* _Set of tasks_
1. Rewrite the stretch of the blog post from "I'd Karaoke in" through "speaker system! HAHA!!!", using "mic" in place of "microphone".
2. Answer these questions from the blog post:
(a) What was the TV in the front dash of the cab playing?
(b) Which toe did the writer smash?
(c) What kind of clinic was found about one block from the writer's house?

* _Document segment_
==================================================

I'd Karaoke in a Cab,
I'd Karaoke with my dad!

I'd Karaoke here or there,
I'll Karaoke anywhere!!!

That's right folks.... I am NOT making this up! This weekend, I was actually in a taxi cab that had KARAOKE!!! (or KTV as the Taiwanese call it)

My friends and I were riding in a cab this weekend when we noticed that the TV in the front dash of the car was playing music videos with the words to the songs on them... just like KTV videos.

So, I asked the driver: Ni yo may yo mai ke feng? (你有沒有麥克風?) - Do you have a microphone?

And sure enough, he pulls out a full sized microphone! The thing was wired into the cab's speaker system! HAHA!!!

Just when you think you've seen it all!

Tuesday, May 5, 2009

My First Encounter with Taiwan National Health Insurance

As you may or may not know, everyone in Taiwan is given national health insurance. This even applies to foreign residents who are legally working in the country.

The process of getting health insurance is a rather simple one; I actually didn't have to do any work for it at all. As soon as I was hired at my company, they got me an Alien Resident Card (ARC) and my National Health Insurance Card followed within a couple of days. Just like that!

(this picture comes from

This weekend, I had an unfortunate accident: I walked into the wall in my apartment very late Saturday night. It was dark and I was tired..... It's a mistake anyone could make! I smashed my 4th toe pretty hard and let out a howl that I am sure woke some of the neighbors.

After hobbling around on my gimpy toe for a couple of days, my Taiwanese friend, Clair, told me that I should go to the doctor to have it checked out.

But, as I told Clair, going to the doctor back in the US is a hassle, so I figured that going to one here would be even worse (based on the fact that I don't speak Chinese) and I wasn't interested in spending the time, energy, and money on my 4th toe.

Clair insisted that it's not a big deal and I really should take care of it. So she drove home from work with me to help me locate a doctor in the area.

About one block from my house, she found one. A small orthopedic clinic with a doctor who speaks English! I'm blown away by how easy it was to find one, the sign is even in English... I could have found it myself if I would have bothered!

I have to hand it to the Taiwanese, this is pretty darn convenient! Nick and I even noted when we first arrived in Taiwan how many small clinics dot the city here. It seems that there are practically as many health clinics as their are 7-11's! And, based on Clair's attitude about the whole thing, it seems that randomly finding a clinic where and when you need one with little effort is par for the course over here.

==================================================

* _Entries supplied_
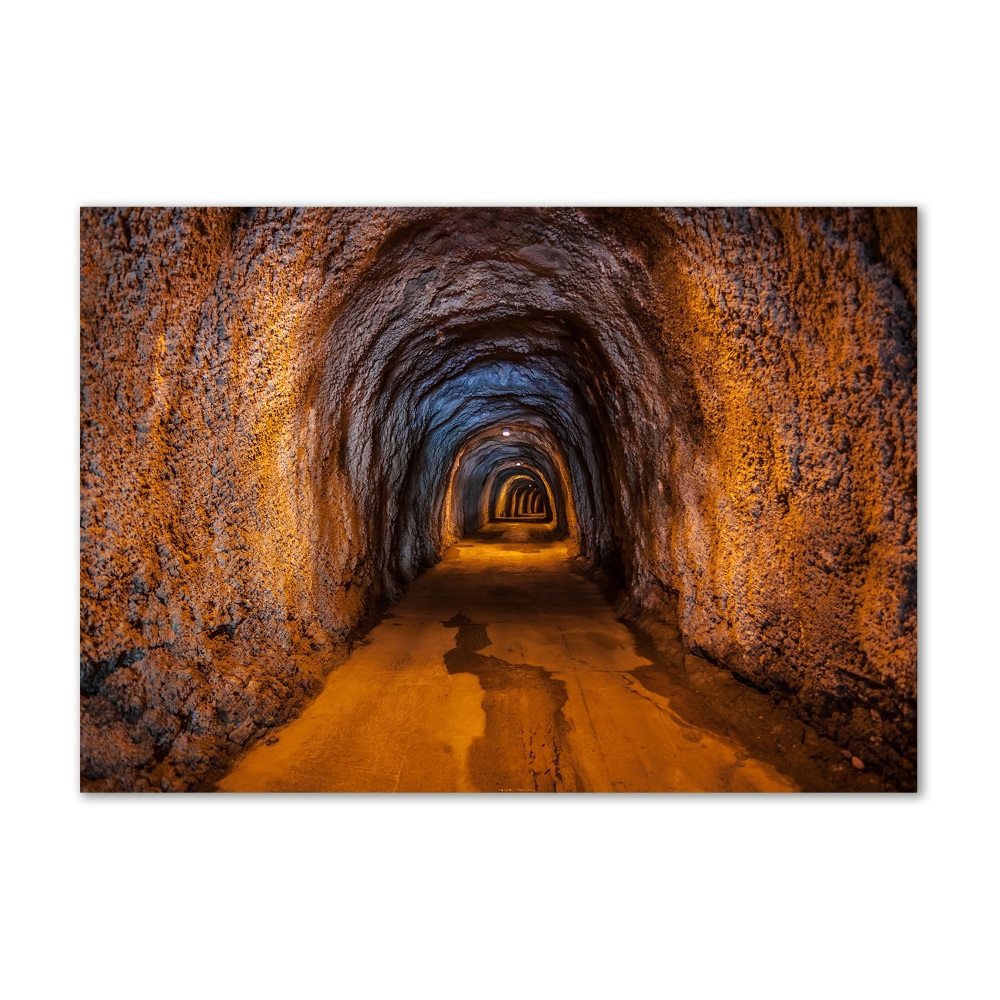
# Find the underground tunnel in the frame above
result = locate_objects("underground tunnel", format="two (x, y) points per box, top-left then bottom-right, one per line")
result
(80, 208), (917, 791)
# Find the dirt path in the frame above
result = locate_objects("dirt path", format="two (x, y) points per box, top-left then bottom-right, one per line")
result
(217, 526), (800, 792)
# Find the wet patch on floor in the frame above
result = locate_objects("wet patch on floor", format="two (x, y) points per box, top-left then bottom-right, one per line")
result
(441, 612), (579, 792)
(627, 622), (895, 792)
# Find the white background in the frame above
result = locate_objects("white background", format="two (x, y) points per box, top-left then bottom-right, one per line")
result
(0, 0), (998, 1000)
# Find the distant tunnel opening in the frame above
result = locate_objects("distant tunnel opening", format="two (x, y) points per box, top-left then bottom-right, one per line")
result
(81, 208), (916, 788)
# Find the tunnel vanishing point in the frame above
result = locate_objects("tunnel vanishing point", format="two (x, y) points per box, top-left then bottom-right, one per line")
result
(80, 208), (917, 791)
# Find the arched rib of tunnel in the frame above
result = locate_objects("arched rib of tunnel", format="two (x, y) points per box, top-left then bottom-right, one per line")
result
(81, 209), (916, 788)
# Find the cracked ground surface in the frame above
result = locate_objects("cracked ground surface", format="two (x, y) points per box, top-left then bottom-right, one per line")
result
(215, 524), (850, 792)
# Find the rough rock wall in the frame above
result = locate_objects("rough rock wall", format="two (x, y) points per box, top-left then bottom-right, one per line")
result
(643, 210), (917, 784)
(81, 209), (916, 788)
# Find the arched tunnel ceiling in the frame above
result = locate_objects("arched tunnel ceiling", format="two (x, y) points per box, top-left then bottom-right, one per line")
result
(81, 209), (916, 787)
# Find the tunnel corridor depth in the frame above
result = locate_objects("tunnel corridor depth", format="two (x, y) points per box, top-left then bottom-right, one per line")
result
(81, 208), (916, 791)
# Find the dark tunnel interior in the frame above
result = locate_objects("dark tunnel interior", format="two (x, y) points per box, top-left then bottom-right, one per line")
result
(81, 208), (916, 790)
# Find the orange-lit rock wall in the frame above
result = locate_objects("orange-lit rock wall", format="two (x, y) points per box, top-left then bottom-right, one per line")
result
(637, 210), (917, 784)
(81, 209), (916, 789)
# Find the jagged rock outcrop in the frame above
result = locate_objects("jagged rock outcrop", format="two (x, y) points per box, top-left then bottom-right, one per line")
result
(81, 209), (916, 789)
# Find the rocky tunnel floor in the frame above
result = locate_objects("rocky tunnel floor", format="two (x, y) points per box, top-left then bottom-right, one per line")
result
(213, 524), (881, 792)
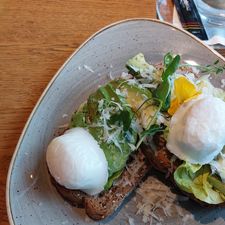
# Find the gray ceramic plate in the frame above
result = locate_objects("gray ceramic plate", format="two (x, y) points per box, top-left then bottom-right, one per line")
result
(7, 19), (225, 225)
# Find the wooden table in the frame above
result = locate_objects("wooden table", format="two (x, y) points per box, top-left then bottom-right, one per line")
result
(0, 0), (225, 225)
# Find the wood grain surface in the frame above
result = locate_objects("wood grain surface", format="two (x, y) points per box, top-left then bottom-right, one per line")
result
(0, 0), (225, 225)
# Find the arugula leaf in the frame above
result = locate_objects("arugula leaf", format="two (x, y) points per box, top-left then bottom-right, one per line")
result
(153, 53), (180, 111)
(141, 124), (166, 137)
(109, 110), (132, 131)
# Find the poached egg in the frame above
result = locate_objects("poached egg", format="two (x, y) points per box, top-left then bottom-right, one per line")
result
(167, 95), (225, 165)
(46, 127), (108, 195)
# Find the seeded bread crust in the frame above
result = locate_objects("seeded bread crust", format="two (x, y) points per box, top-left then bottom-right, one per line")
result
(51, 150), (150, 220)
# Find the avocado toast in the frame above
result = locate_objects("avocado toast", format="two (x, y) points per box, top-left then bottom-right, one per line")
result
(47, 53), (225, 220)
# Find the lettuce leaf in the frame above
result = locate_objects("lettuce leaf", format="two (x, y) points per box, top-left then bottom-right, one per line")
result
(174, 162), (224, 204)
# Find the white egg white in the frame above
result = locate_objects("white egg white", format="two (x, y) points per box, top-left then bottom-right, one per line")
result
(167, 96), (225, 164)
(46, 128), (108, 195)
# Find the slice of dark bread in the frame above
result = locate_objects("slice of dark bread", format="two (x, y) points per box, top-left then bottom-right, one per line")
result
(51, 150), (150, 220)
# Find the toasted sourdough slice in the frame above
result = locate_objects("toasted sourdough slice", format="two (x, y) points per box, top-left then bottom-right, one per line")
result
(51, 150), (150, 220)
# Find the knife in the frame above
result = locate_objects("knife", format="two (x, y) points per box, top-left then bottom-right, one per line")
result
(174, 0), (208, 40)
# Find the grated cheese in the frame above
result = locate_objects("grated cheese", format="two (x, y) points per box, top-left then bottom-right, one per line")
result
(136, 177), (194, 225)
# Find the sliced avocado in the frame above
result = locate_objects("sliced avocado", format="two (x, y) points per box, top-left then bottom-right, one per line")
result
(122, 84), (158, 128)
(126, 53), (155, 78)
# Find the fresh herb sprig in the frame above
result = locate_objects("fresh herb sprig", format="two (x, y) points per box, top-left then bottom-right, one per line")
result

==================================================

* _Answers for each item_
1.
I'd Karaoke in a Cab,
I'd Karaoke with my dad!

I'd Karaoke here or there,
I'll Karaoke anywhere!!!

That's right folks.... I am NOT making this up! This weekend, I was actually in a taxi cab that had KARAOKE!!! (or KTV as the Taiwanese call it)

My friends and I were riding in a cab this weekend when we noticed that the TV in the front dash of the car was playing music videos with the words to the songs on them... just like KTV videos.

So, I asked the driver: Ni yo may yo mai ke feng? (你有沒有麥克風?) - Do you have a mic?

And sure enough, he pulls out a full sized mic! The thing was wired into the cab's speaker system! HAHA!!!

2.
(a) Music videos with the words to the songs on them.
(b) The 4th toe.
(c) A small orthopedic clinic with a doctor who speaks English.